Here's the Difference Between Good Writing and Bad

by Ron Hogan

A year-end ask-the-experts feature in Slate gathers together the opinions of several creators and critics on the most amazing or disappointing cultural events of 2004. As might be expected, the quality of the responses varies; some people provoke genuine interest in their chosen topics, while others take yet another opportunity to pontificate.

  • Terry Teachout: "John Patrick Shanley did the impossible this year: He wrote an exciting play about the sex scandal in the Roman Catholic priesthood."
  • Stanley Crouch: "One can never underestimate the human importance of the aesthetic contributions to television narrative that HBO continues to make."
┄┄┄┄┄┄┄┄┄┄┄┄┄┄┄┄┄┄┄┄
> What is being asked:
Can you reproduce the passage about Slate's year-end feature word for word, starting with "A year-end ask-the-experts" and going on through "opportunity to pontificate."? Draw only on the passage about Slate's year-end feature.

> Given material:
┄┄┄┄┄┄┄┄┄┄┄┄┄┄┄┄┄┄┄┄
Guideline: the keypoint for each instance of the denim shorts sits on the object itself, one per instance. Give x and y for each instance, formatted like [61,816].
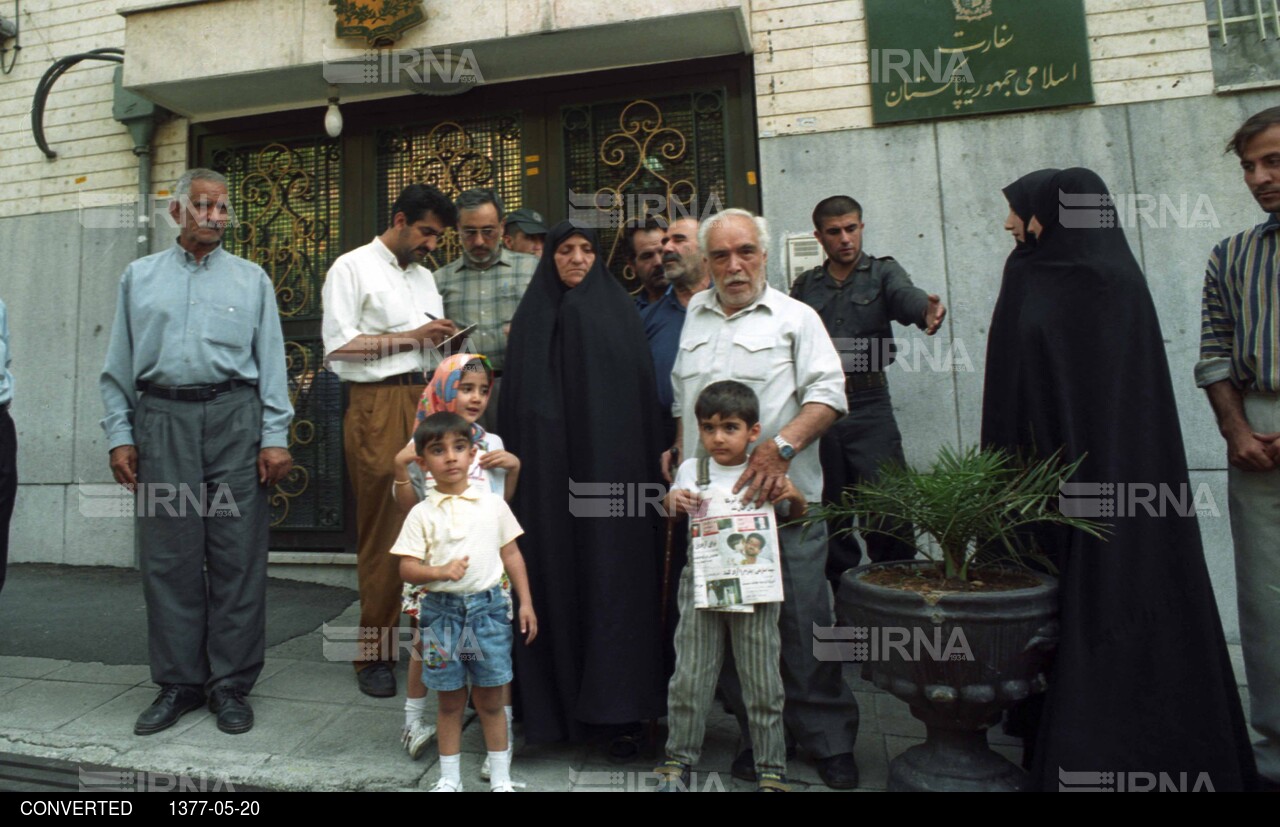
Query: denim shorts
[465,636]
┄┄┄┄┄┄┄┄┄┄┄┄┄┄┄┄┄┄┄┄
> Solution for this problem:
A year-end ask-the-experts feature in Slate gathers together the opinions of several creators and critics on the most amazing or disappointing cultural events of 2004. As might be expected, the quality of the responses varies; some people provoke genuine interest in their chosen topics, while others take yet another opportunity to pontificate.